▸ **REQUIRED TASK**: Can you copy out the rows word for word, starting at the first row and ending at the line that contains "POLYGON ((651 321, 581", with both of those lines included and the pictures left out?

Stored entries

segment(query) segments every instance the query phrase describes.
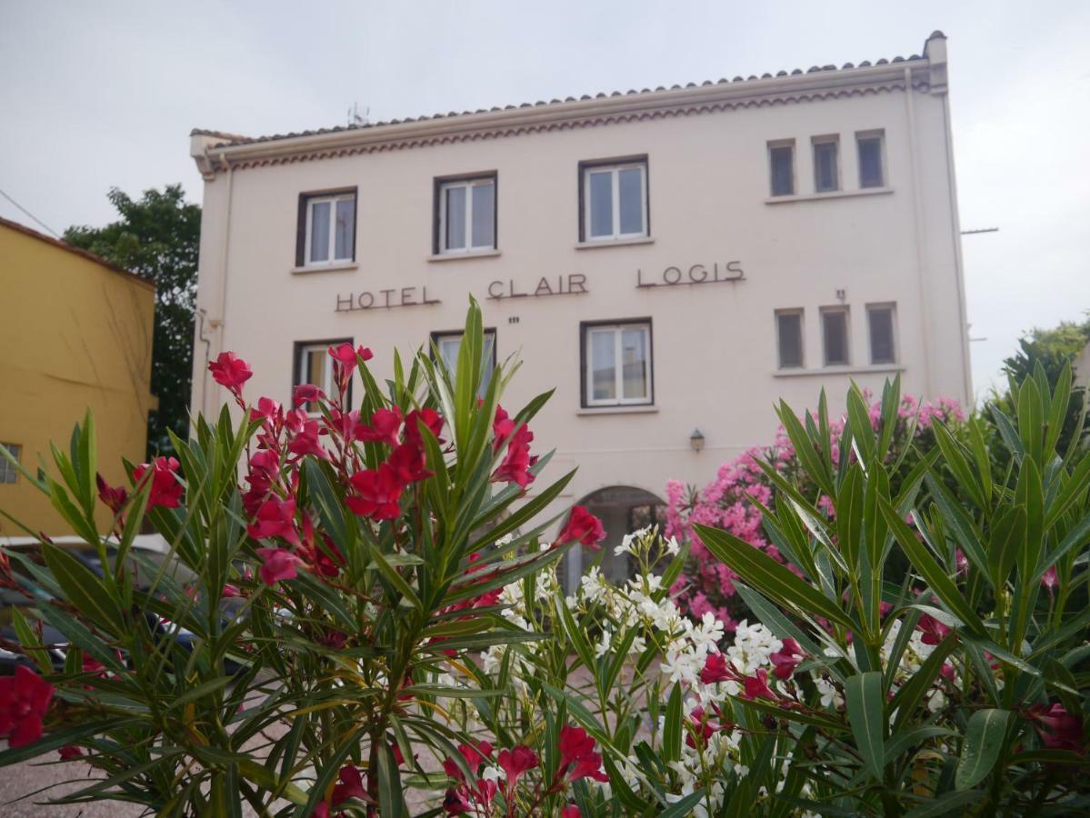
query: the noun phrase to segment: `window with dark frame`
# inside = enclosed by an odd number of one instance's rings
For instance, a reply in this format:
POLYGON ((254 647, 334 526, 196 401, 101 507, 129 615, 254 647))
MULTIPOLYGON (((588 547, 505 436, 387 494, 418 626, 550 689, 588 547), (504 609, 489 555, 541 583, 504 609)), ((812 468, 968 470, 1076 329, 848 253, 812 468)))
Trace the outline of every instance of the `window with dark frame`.
POLYGON ((497 247, 496 187, 495 173, 436 180, 436 254, 481 253, 497 247))
POLYGON ((332 267, 355 260, 356 188, 299 196, 296 267, 332 267))
POLYGON ((884 187, 885 168, 883 162, 882 133, 867 132, 856 134, 856 148, 859 154, 859 186, 884 187))
POLYGON ((651 321, 581 325, 583 406, 654 403, 651 321))
MULTIPOLYGON (((20 455, 23 453, 23 447, 19 443, 5 443, 0 440, 0 445, 8 450, 16 461, 19 461, 20 455)), ((19 469, 15 468, 15 464, 0 454, 0 485, 15 483, 19 478, 19 469)))
POLYGON ((776 310, 776 346, 780 369, 802 366, 802 310, 776 310))
MULTIPOLYGON (((433 332, 432 343, 439 357, 451 374, 458 371, 458 353, 462 349, 464 332, 433 332)), ((492 382, 492 374, 496 369, 496 330, 484 331, 484 349, 481 351, 482 377, 477 388, 477 396, 483 398, 492 382)))
POLYGON ((871 337, 871 363, 896 364, 897 345, 894 339, 894 305, 868 304, 867 323, 871 337))
POLYGON ((650 235, 647 159, 579 163, 581 242, 650 235))
POLYGON ((773 196, 795 195, 795 142, 768 143, 768 169, 773 196))
POLYGON ((815 136, 814 192, 832 193, 840 190, 839 154, 840 142, 835 136, 815 136))
POLYGON ((848 308, 823 307, 821 331, 825 366, 847 366, 851 363, 848 354, 848 308))
MULTIPOLYGON (((336 349, 342 343, 352 343, 351 338, 335 338, 328 341, 296 341, 294 350, 294 361, 292 364, 292 388, 303 383, 317 387, 327 395, 336 390, 334 384, 334 359, 329 354, 329 347, 336 349)), ((352 383, 349 382, 349 403, 352 401, 352 383)), ((317 403, 306 404, 306 411, 311 414, 318 412, 317 403)))

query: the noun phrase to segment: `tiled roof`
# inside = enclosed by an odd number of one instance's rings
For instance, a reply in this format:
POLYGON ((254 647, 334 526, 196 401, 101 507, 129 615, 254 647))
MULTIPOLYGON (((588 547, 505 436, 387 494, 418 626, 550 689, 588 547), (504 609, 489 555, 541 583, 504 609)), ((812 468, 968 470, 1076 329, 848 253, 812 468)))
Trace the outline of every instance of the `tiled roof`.
POLYGON ((51 244, 55 247, 58 247, 59 249, 63 249, 69 253, 74 253, 77 256, 83 256, 88 261, 94 261, 95 264, 105 267, 111 272, 117 272, 122 276, 128 276, 130 278, 136 279, 142 284, 150 286, 153 290, 155 289, 155 282, 152 281, 150 279, 145 278, 144 276, 141 276, 140 273, 133 272, 132 270, 126 270, 123 267, 118 267, 116 264, 111 264, 110 261, 107 261, 105 258, 96 256, 94 253, 88 253, 87 251, 81 247, 73 247, 71 244, 62 242, 59 239, 53 239, 52 236, 46 235, 45 233, 39 233, 37 230, 33 230, 26 227, 25 224, 20 224, 17 221, 12 221, 11 219, 4 219, 3 217, 0 217, 0 228, 9 228, 11 230, 14 230, 16 233, 23 233, 24 235, 28 235, 32 239, 37 239, 39 242, 46 242, 47 244, 51 244))
MULTIPOLYGON (((943 38, 944 39, 945 36, 943 35, 942 32, 934 32, 931 35, 931 37, 929 37, 929 39, 935 39, 935 38, 943 38)), ((269 136, 241 136, 239 134, 230 134, 230 133, 225 133, 222 131, 207 131, 207 130, 204 130, 204 129, 194 129, 191 132, 191 135, 192 136, 210 136, 210 137, 214 137, 214 138, 221 138, 222 142, 216 143, 215 144, 216 147, 225 147, 225 146, 226 147, 233 147, 235 145, 254 145, 254 144, 264 143, 264 142, 278 142, 278 141, 281 141, 281 139, 293 139, 293 138, 299 138, 299 137, 304 137, 304 136, 318 136, 320 134, 342 133, 342 132, 346 132, 346 131, 366 131, 368 129, 377 129, 377 127, 383 127, 383 126, 386 126, 386 125, 402 125, 402 124, 412 123, 412 122, 428 122, 428 121, 434 121, 434 120, 452 119, 452 118, 456 118, 456 117, 469 117, 469 115, 473 115, 473 114, 495 113, 495 112, 499 112, 499 111, 513 111, 513 110, 518 110, 520 108, 542 108, 542 107, 547 107, 547 106, 565 105, 565 103, 586 101, 586 100, 592 100, 592 99, 607 99, 607 98, 610 98, 610 97, 637 96, 637 95, 642 95, 642 94, 662 94, 662 93, 667 93, 667 91, 681 90, 683 88, 697 88, 697 87, 708 86, 708 85, 729 85, 729 84, 734 84, 734 83, 751 83, 751 82, 756 82, 756 81, 761 81, 761 80, 773 80, 773 78, 777 78, 777 77, 800 76, 802 74, 815 74, 815 73, 821 73, 821 72, 826 72, 826 71, 851 71, 851 70, 855 70, 855 69, 869 69, 869 68, 879 66, 879 65, 889 65, 889 64, 893 64, 893 63, 900 63, 900 62, 913 62, 913 61, 923 60, 923 59, 924 58, 921 57, 920 54, 912 54, 910 57, 894 57, 892 60, 881 59, 881 60, 877 60, 877 61, 875 61, 873 63, 870 62, 870 61, 868 61, 868 60, 864 60, 864 61, 862 61, 862 62, 860 62, 858 64, 846 62, 840 68, 837 68, 836 65, 832 65, 832 64, 829 64, 829 65, 813 65, 810 69, 808 69, 807 71, 803 71, 802 69, 795 69, 794 71, 778 71, 775 74, 765 73, 765 74, 762 74, 760 76, 758 76, 756 74, 751 74, 748 77, 736 76, 732 80, 727 80, 727 78, 724 77, 724 78, 715 81, 715 82, 713 82, 711 80, 705 80, 704 82, 699 83, 699 84, 698 83, 688 83, 687 85, 683 85, 683 86, 682 85, 671 85, 668 88, 661 85, 661 86, 658 86, 657 88, 654 88, 654 89, 652 89, 652 88, 643 88, 642 90, 635 90, 633 88, 633 89, 630 89, 630 90, 627 90, 627 91, 615 90, 611 94, 596 94, 596 95, 593 95, 593 96, 588 94, 588 95, 583 95, 583 96, 578 97, 578 98, 577 97, 567 97, 565 99, 537 100, 536 102, 523 102, 522 105, 517 105, 517 106, 516 105, 509 105, 509 106, 495 107, 495 108, 481 108, 481 109, 477 109, 475 111, 450 111, 448 113, 433 113, 432 115, 410 117, 410 118, 407 118, 407 119, 403 119, 403 120, 397 120, 397 119, 395 119, 395 120, 386 120, 384 122, 368 122, 368 123, 359 124, 359 125, 335 125, 332 127, 319 127, 319 129, 315 129, 315 130, 311 130, 311 131, 295 131, 295 132, 287 133, 287 134, 271 134, 269 136)))

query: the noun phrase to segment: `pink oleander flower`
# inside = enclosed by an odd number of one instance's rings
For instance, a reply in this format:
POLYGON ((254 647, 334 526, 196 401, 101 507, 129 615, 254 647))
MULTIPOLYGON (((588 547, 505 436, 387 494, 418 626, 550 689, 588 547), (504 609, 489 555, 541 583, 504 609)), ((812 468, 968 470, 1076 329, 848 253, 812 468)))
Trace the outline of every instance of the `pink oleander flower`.
POLYGON ((25 664, 15 668, 13 675, 0 676, 0 738, 7 738, 11 747, 38 741, 53 689, 25 664))
POLYGON ((298 567, 303 562, 286 548, 258 548, 257 555, 264 561, 257 575, 266 585, 294 579, 299 575, 298 567))
POLYGON ((235 395, 242 394, 242 384, 254 375, 250 364, 233 352, 221 352, 219 357, 208 364, 208 371, 217 383, 235 395))
POLYGON ((150 469, 152 490, 147 498, 147 509, 177 509, 185 487, 178 480, 178 467, 181 464, 175 457, 156 457, 150 463, 142 463, 133 469, 133 480, 137 486, 144 475, 150 469))
POLYGON ((606 532, 602 527, 602 521, 582 505, 573 505, 571 514, 568 516, 568 523, 564 526, 564 530, 560 532, 560 536, 554 545, 562 546, 566 542, 577 540, 592 551, 597 551, 601 549, 598 542, 605 538, 606 532))

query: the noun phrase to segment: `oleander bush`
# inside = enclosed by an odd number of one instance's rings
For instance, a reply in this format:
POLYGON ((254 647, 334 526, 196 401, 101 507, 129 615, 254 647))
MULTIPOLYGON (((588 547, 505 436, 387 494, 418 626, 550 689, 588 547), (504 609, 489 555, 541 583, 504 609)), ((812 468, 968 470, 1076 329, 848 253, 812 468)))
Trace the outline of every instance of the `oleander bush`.
POLYGON ((843 428, 824 401, 780 406, 797 465, 758 459, 752 503, 776 555, 693 525, 750 612, 728 632, 671 593, 689 546, 655 529, 620 546, 631 579, 592 566, 565 594, 557 560, 602 524, 577 506, 543 536, 570 478, 536 479, 548 395, 508 415, 508 362, 479 398, 483 343, 471 305, 456 371, 397 358, 385 390, 370 352, 330 350, 335 393, 300 388, 289 410, 249 402, 225 353, 211 370, 239 411, 128 487, 96 483, 88 419, 39 485, 108 570, 45 538, 40 559, 7 551, 3 582, 31 596, 3 646, 27 664, 0 679, 0 765, 89 766, 59 801, 164 816, 1090 809, 1090 455, 1056 450, 1069 373, 996 414, 1002 472, 953 418, 921 453, 896 381, 876 416, 852 389, 843 428), (173 562, 134 552, 145 522, 173 562))

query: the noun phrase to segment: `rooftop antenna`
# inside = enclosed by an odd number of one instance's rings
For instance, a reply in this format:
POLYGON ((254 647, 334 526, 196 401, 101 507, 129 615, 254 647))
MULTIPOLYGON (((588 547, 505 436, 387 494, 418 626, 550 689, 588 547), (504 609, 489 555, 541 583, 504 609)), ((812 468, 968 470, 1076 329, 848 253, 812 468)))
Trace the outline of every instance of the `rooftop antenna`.
POLYGON ((371 107, 363 109, 363 114, 360 114, 359 102, 353 102, 352 107, 348 109, 348 126, 349 127, 363 127, 368 124, 367 117, 371 113, 371 107))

▸ **ANSWER FOR THE TASK**:
segment(query) segments every instance the query phrase describes.
query: the noun phrase to segment: `window with dark frame`
# inside = enclosed by an odd number of one instance's rings
For instance, a reply in this format:
POLYGON ((254 647, 334 526, 196 401, 101 507, 129 615, 254 647))
MULTIPOLYGON (((588 547, 505 436, 387 494, 418 626, 550 689, 588 547), (504 609, 489 555, 541 583, 504 609)), ((812 468, 968 470, 1076 329, 848 253, 812 468)))
Trace the outline of every instance of the `window with dark frame`.
POLYGON ((497 247, 496 187, 495 173, 436 180, 436 254, 481 253, 497 247))
POLYGON ((332 267, 355 260, 356 188, 299 196, 296 267, 332 267))
POLYGON ((884 187, 885 168, 883 162, 882 133, 867 132, 856 134, 856 148, 859 154, 859 186, 884 187))
POLYGON ((651 321, 581 325, 583 406, 654 403, 651 321))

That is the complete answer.